**** GIVEN PASSAGE ****

├── docker-compose.yml
├── download_model.py
├── LICENSE
├── api.py
├── Dockerfile
├── README.md
└── .gitignore


/docker-compose.yml:
--------------------------------------------------------------------------------
 1 | services:
 2 |   cosyvoice_server:
 3 |     image: cosyvoice
 4 |     container_name: cosyvoice_server
 5 |     ports:
 6 |       - "8080:8080"
 7 |     restart: always
 8 |     runtime: nvidia
 9 |     environment:
10 |       NVIDIA_DRIVER_CAPABILITIES: all
11 |       NVIDIA_VISIBLE_DEVICES: all


--------------------------------------------------------------------------------
/download_model.py:
--------------------------------------------------------------------------------
1 | #!/usr/bin/env python3
2 | # -*- encoding: utf-8 -*-
3 | 
4 | from modelscope import snapshot_download
5 | 
6 | snapshot_download('iic/CosyVoice-300M', local_dir='pretrained_models/CosyVoice-300M')
7 | snapshot_download('iic/CosyVoice-300M-SFT', local_dir='pretrained_models/CosyVoice-300M-SFT')

**** EXTRACTED DATA ****

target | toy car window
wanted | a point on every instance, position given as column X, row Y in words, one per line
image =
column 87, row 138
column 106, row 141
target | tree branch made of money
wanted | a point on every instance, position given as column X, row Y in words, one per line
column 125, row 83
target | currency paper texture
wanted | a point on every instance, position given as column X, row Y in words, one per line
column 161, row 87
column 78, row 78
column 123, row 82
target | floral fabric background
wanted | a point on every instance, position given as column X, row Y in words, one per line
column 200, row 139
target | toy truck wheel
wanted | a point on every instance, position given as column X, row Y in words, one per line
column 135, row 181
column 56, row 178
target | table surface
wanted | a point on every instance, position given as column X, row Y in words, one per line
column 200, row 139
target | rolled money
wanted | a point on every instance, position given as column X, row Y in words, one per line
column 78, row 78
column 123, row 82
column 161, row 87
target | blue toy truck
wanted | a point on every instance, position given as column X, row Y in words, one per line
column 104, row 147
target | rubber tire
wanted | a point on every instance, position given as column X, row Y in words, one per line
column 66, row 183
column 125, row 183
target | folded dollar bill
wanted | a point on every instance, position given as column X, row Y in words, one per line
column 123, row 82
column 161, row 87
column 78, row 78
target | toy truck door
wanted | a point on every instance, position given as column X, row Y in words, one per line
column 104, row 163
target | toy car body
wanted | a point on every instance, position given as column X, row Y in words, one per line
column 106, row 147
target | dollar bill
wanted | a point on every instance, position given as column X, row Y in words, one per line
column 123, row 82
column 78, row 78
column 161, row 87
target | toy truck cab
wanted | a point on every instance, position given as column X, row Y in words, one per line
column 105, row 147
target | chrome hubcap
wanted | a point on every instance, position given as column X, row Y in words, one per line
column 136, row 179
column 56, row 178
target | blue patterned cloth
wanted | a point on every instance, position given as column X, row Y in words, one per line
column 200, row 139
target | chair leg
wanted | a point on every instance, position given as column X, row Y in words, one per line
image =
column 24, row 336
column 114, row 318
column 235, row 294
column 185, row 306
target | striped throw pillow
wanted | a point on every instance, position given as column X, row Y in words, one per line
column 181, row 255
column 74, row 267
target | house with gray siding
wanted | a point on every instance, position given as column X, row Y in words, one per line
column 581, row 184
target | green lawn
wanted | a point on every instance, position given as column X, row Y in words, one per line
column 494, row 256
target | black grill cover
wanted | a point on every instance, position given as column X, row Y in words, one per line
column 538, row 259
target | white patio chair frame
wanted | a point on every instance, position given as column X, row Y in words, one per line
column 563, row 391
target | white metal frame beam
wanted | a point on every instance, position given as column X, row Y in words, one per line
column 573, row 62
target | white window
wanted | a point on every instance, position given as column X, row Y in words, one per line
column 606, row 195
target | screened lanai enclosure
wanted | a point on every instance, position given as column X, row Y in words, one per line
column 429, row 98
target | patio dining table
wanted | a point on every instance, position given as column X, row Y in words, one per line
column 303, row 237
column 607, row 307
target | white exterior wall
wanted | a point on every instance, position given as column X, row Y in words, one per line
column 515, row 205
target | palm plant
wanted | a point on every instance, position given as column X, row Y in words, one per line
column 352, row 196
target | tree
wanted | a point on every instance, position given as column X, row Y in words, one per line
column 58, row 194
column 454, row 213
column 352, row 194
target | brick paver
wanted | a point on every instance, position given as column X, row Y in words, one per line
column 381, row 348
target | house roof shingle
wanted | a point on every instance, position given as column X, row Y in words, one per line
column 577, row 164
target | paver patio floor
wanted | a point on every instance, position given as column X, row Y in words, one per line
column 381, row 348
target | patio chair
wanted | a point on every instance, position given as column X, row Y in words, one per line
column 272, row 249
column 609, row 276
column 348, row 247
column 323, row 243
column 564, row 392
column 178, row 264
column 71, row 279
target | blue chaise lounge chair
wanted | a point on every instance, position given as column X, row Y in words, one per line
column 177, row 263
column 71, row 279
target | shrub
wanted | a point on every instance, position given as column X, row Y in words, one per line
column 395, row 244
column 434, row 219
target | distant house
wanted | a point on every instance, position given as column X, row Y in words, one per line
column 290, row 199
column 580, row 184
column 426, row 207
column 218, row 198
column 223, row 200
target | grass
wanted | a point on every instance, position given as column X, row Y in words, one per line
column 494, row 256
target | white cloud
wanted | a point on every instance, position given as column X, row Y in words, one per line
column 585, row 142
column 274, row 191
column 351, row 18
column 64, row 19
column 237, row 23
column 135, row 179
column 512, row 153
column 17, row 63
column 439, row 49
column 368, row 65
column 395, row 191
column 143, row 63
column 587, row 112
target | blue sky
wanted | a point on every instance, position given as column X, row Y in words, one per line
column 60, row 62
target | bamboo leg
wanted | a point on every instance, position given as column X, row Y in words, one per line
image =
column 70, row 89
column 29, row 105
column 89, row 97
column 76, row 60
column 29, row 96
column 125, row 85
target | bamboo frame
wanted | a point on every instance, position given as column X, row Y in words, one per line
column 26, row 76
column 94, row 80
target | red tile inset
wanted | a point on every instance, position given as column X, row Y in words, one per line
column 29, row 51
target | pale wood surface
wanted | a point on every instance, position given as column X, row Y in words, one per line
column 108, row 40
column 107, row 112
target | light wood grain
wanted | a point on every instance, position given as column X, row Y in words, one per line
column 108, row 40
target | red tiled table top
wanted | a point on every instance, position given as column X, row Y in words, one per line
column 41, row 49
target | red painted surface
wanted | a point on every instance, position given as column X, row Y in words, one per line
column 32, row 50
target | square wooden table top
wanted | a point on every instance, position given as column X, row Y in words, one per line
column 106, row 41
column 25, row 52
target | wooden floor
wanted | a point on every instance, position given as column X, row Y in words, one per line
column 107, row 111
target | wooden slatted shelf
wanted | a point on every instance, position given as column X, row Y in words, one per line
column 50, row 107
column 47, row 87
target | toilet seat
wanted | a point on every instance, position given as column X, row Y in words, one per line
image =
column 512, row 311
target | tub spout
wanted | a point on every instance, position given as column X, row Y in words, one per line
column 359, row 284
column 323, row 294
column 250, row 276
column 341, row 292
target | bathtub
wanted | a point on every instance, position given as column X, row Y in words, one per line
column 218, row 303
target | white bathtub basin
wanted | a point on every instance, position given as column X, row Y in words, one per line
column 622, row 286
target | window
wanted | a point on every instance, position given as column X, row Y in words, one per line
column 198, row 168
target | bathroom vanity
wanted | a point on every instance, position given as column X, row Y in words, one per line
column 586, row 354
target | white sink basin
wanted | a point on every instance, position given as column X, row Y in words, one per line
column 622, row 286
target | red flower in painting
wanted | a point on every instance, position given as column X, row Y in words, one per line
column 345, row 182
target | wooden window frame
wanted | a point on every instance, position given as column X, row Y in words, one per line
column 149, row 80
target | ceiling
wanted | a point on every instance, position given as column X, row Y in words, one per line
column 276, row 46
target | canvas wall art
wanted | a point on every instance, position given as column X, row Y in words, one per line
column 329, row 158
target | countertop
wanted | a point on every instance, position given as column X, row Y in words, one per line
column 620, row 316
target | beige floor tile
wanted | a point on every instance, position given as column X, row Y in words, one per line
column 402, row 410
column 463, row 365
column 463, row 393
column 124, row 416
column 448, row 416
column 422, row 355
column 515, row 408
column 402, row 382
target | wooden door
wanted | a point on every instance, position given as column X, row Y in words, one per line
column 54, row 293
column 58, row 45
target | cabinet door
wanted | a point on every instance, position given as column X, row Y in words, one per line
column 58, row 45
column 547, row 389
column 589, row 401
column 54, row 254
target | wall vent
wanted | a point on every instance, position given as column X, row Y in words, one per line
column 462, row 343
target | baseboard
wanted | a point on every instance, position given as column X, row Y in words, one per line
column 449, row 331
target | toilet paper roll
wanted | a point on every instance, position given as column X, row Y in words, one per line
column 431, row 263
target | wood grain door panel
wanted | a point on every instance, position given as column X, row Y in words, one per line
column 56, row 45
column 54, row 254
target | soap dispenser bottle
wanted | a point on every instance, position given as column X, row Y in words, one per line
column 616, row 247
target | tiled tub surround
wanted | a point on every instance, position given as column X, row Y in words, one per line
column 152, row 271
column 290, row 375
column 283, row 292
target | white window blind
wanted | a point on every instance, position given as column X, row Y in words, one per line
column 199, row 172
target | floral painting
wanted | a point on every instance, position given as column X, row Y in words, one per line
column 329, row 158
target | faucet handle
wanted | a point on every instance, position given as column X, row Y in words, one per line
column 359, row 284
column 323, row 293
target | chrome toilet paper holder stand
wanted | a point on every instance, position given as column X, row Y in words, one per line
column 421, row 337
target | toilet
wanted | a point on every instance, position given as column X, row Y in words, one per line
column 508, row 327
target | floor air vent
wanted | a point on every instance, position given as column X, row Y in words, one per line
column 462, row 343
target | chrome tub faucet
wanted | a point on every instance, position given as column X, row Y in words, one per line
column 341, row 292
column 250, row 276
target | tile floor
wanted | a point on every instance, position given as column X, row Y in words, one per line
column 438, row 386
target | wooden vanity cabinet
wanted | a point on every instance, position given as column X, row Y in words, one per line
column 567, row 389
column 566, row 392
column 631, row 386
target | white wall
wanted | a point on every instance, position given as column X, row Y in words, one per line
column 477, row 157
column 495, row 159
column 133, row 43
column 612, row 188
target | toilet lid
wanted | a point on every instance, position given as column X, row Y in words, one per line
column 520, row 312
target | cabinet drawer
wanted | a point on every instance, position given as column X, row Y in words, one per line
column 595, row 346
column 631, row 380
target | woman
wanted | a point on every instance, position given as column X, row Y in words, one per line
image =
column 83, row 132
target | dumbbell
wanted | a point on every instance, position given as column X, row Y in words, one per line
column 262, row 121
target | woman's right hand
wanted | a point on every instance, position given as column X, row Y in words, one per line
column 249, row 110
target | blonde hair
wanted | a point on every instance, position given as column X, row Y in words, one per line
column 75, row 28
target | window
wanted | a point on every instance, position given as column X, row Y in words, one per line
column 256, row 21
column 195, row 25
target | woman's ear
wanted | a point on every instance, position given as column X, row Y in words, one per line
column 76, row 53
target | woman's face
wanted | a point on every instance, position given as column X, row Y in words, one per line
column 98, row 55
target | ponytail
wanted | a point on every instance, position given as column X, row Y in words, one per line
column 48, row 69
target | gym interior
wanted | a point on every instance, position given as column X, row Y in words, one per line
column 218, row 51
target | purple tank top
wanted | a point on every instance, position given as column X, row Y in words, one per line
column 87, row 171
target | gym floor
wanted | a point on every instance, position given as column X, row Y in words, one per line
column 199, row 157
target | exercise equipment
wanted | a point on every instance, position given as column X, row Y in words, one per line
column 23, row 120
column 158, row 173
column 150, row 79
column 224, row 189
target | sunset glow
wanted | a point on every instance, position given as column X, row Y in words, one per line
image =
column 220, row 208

****

→ **WHAT YOU NEED TO DO**
1. In the project files, which port does docker-compose.yml publish for the cosyvoice_server service?
2. From the listing, extract the lines from the one with "target | grass" up to and including the one with "column 125, row 85", reproducing them without any change.
The project files and the listing are unrelated.

→ **SOLUTIONS BELOW**
1. It publishes port 8080, mapped as "8080:8080".

2.
target | grass
wanted | a point on every instance, position given as column X, row Y in words, one per line
column 494, row 256
target | white cloud
wanted | a point on every instance, position given as column X, row Y in words, one per line
column 585, row 142
column 274, row 191
column 351, row 18
column 64, row 19
column 237, row 23
column 135, row 179
column 512, row 153
column 17, row 63
column 439, row 49
column 368, row 65
column 395, row 191
column 143, row 63
column 587, row 112
target | blue sky
wanted | a point on every instance, position given as column X, row Y in words, one per line
column 60, row 62
target | bamboo leg
wanted | a point on every instance, position given as column X, row Y in words, one per line
image =
column 70, row 89
column 29, row 105
column 89, row 97
column 76, row 60
column 29, row 96
column 125, row 85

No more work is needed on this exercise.